* _WORK ITEM_: An exact transcription of the entries is required, with no images included.

* _DATA FOR THIS EXERCISE_:

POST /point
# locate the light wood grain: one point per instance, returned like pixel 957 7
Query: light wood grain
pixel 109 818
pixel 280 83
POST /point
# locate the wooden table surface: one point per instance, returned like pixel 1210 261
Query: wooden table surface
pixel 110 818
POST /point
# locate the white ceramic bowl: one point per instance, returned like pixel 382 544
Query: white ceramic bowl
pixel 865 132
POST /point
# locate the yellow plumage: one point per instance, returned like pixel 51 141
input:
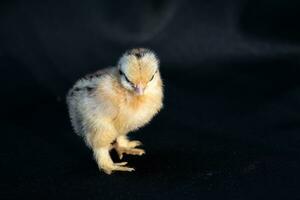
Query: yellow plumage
pixel 119 100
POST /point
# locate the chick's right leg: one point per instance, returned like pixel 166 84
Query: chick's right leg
pixel 101 144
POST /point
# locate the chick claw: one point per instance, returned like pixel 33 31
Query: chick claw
pixel 117 167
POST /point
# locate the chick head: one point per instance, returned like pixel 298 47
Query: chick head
pixel 138 69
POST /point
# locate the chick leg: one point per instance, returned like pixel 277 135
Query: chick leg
pixel 101 144
pixel 123 145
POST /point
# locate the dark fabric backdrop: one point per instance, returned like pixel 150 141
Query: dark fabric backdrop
pixel 230 125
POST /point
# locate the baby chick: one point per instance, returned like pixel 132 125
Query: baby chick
pixel 105 106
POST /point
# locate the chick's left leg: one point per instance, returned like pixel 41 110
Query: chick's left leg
pixel 101 143
pixel 123 145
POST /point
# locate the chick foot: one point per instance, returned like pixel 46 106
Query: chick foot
pixel 108 169
pixel 129 148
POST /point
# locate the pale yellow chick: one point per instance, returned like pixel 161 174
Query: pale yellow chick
pixel 105 106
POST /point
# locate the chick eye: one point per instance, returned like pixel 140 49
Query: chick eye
pixel 122 74
pixel 152 76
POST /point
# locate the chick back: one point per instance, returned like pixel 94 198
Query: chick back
pixel 79 96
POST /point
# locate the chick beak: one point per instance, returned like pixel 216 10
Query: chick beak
pixel 139 90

* _EXERCISE OUTPUT_:
POST /point
# locate the light wood grain: one point per instance, returned like pixel 957 7
Query: light wood grain
pixel 109 818
pixel 280 83
POST /point
# locate the wooden table surface: one point per instance, returned like pixel 1210 261
Query: wooden table surface
pixel 110 818
POST /point
# locate the white ceramic bowl: one point per instance, returned like pixel 382 544
Query: white ceramic bowl
pixel 865 132
POST /point
# locate the yellow plumage: one point per instance, returned like pixel 51 141
input:
Query: yellow plumage
pixel 119 100
POST /point
# locate the chick's right leg: one point per instance, returned like pixel 166 84
Query: chick's right leg
pixel 101 144
POST /point
# locate the chick claw: one point per instance, returned like pixel 33 31
Query: chick claw
pixel 117 167
POST /point
# locate the chick head: one point per instance, returned like pixel 298 47
Query: chick head
pixel 138 69
POST /point
# locate the chick leg: one point per instance, returned like pixel 277 135
Query: chick leg
pixel 101 144
pixel 123 145
POST /point
# locate the dark fabric backdrop: one point per instance, returned like pixel 150 141
Query: dark fabric backdrop
pixel 230 125
POST /point
# locate the baby chick: one point per instance, returned like pixel 132 125
Query: baby chick
pixel 105 106
POST /point
# locate the chick's left leg: one point per instance, returned like pixel 41 110
Query: chick's left leg
pixel 101 143
pixel 123 145
POST /point
# locate the chick foot: one point per instance, returned like pixel 46 106
Query: chick foot
pixel 108 169
pixel 129 148
POST /point
# locate the pale yellow chick: one point per instance, returned like pixel 161 174
Query: pale yellow chick
pixel 105 106
POST /point
# locate the chick eye: one point per instance, returned like pixel 140 49
Query: chick eye
pixel 122 74
pixel 152 76
POST /point
# locate the chick back: one point per instance, returned like pixel 94 198
Query: chick back
pixel 79 96
POST /point
# locate the chick beak: one point per instance, returned like pixel 216 10
Query: chick beak
pixel 139 90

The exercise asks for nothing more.